**Brano citato:**
◇ ◇ ◇

Collaborare in modo più stretto con le società scientifiche culturalmente più affini, sia per organizzare eventi formativi comuni (locali, regionali e nazionali) sia per promuovere interventi di sensibilizzazione su IOS e resistenze microbiche, preparare documenti di valenza istituzionale, lanciare survey.
— Collaborare in modo continuativo con le maggiori associazioni di pazienti e di cittadini sulle tematiche del miglioramento della qualità dell’assistenza, della sicurezza delle cure, della corretta comunicazione degli eventi avversi di natura infettiva, della gestione dei pazienti fragili nei contesti extra-ospedalieri.
— Potenziare la produzione di pratici documenti di orientamento (su singoli aspetti del controllo infezioni, di antimicrobial stewardship, diagnostica, etc.); questi documenti – prodotti attraverso l’attivazione di gruppi di lavoro ad hoc all’interno di SImPIOS – devono essere di facile e immediato uso nella pratica clinica e assistenziale.
— Migliorare in generale la “capacità di comunicazione” di SImPIOS, sia nei confronti dei propri associati che degli operatori sanitari comunque vicini alla visione della società. Consolidare il rapporto con questi ultimi. Aumentare la penetranza delle attività svolte e della tematica IOS nei media e nelle istituzioni. Sfruttare, eventualmente, a tal fine le opportunità offerte da alcuni social network.
— Accrescere il valore scientifico dell’associazione attraverso il disegno e la conduzione – “targati SImPIOS” – di uno o più studi multicentrici.
Nulla osta che a queste attività altre se ne possano aggiungere, in conformità a eventuali idee e proposte che il Consiglio Direttivo, i delegati regionali e i singoli associati vogliano formulare nei mesi a venire.
Quando, qualche tempo fa, alcuni colleghi hanno ventilato il mio nome come possibile candidato alla presidenza di SImPIOS, sono rimasto un po’ perplesso. Il dubbio si è trasformato in panico quando ho capito che la candidatura si traduceva in qualcosa di più. Ho cercato di adottare un’escape strategy preventiva: “Siete sicuri che abbia il profilo giusto per fare il presidente? SImPIOS è una società autorevole che in questi anni è stata rappresentata da prestigiose figure del mondo scientifico e sanitario italiano…”. Niente da fare: il Consiglio Direttivo è sovrano e ha deciso. “Sono a disposizione”, ho detto. “Cercherò di mettercela tutta”, ho pensato.
Rappresentare SImPIOS nel biennio a venire per me è un onore grandissimo.

◇ ◇ ◇

**Dati forniti:**
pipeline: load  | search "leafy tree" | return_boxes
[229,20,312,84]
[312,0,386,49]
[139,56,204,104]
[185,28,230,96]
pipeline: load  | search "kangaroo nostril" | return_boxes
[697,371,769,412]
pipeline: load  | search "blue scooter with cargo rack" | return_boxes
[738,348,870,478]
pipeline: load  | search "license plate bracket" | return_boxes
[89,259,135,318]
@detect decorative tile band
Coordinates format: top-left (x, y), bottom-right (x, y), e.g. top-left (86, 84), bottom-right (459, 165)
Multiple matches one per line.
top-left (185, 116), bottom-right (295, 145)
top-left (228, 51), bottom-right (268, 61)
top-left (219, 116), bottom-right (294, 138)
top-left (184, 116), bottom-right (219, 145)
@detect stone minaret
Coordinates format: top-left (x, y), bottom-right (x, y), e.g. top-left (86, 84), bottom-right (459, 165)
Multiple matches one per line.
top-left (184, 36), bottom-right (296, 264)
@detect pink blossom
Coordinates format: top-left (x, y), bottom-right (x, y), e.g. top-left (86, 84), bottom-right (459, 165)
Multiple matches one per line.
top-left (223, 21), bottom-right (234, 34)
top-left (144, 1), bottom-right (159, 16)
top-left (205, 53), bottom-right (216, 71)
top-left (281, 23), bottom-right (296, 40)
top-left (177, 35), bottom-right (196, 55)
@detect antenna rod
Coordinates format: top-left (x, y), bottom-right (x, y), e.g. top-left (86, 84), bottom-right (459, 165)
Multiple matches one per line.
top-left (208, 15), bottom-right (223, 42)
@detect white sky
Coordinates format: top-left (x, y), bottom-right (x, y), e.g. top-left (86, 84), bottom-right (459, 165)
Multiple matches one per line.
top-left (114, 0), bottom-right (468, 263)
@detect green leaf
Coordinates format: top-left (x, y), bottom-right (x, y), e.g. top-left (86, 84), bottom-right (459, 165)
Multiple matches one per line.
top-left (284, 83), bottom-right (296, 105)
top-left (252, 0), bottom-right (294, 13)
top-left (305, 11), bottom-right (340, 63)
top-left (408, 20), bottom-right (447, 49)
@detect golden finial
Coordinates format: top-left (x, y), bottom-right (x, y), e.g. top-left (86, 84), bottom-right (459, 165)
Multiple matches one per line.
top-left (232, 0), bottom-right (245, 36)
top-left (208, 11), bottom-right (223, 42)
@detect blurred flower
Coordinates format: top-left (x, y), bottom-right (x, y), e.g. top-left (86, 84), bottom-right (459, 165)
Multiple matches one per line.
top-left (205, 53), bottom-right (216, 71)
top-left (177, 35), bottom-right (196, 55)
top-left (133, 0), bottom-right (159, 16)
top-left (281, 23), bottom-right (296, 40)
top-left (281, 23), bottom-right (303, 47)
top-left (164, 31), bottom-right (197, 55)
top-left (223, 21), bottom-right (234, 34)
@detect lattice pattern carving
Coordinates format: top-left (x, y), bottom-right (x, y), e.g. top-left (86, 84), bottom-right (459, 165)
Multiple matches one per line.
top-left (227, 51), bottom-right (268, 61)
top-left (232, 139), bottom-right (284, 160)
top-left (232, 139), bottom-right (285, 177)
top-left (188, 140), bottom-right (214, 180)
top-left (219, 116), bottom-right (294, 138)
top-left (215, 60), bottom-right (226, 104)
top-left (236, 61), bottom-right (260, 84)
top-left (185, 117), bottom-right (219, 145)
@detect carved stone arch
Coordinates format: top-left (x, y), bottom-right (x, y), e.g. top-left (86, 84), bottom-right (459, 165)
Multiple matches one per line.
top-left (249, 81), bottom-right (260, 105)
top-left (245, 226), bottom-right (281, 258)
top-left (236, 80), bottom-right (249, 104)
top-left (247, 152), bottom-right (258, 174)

◇ ◇ ◇

**Verifica la comprensione:**
[a] Rispondi alle domande sul brano su SImPIOS.
(i) Con chi si propone di collaborare in modo continuativo sulle tematiche della qualità dell'assistenza e della sicurezza delle cure?
(ii) Attraverso che cosa devono essere prodotti i pratici documenti di orientamento?
(iii) Per quale periodo chi scrive rappresenterà SImPIOS?
[b] Trascrivi senza modifiche la parte del brano su SImPIOS che si apre con le parole contenenti "Collaborare in modo più" e si chiude con "nei contesti extra-ospedalieri.".

**Soluzioni degli esercizi:**
[a]
(i) Con le maggiori associazioni di pazienti e di cittadini.
(ii) Attraverso l'attivazione di gruppi di lavoro ad hoc all'interno di SImPIOS.
(iii) Nel biennio a venire.

[b]
Collaborare in modo più stretto con le società scientifiche culturalmente più affini, sia per organizzare eventi formativi comuni (locali, regionali e nazionali) sia per promuovere interventi di sensibilizzazione su IOS e resistenze microbiche, preparare documenti di valenza istituzionale, lanciare survey.
— Collaborare in modo continuativo con le maggiori associazioni di pazienti e di cittadini sulle tematiche del miglioramento della qualità dell’assistenza, della sicurezza delle cure, della corretta comunicazione degli eventi avversi di natura infettiva, della gestione dei pazienti fragili nei contesti extra-ospedalieri.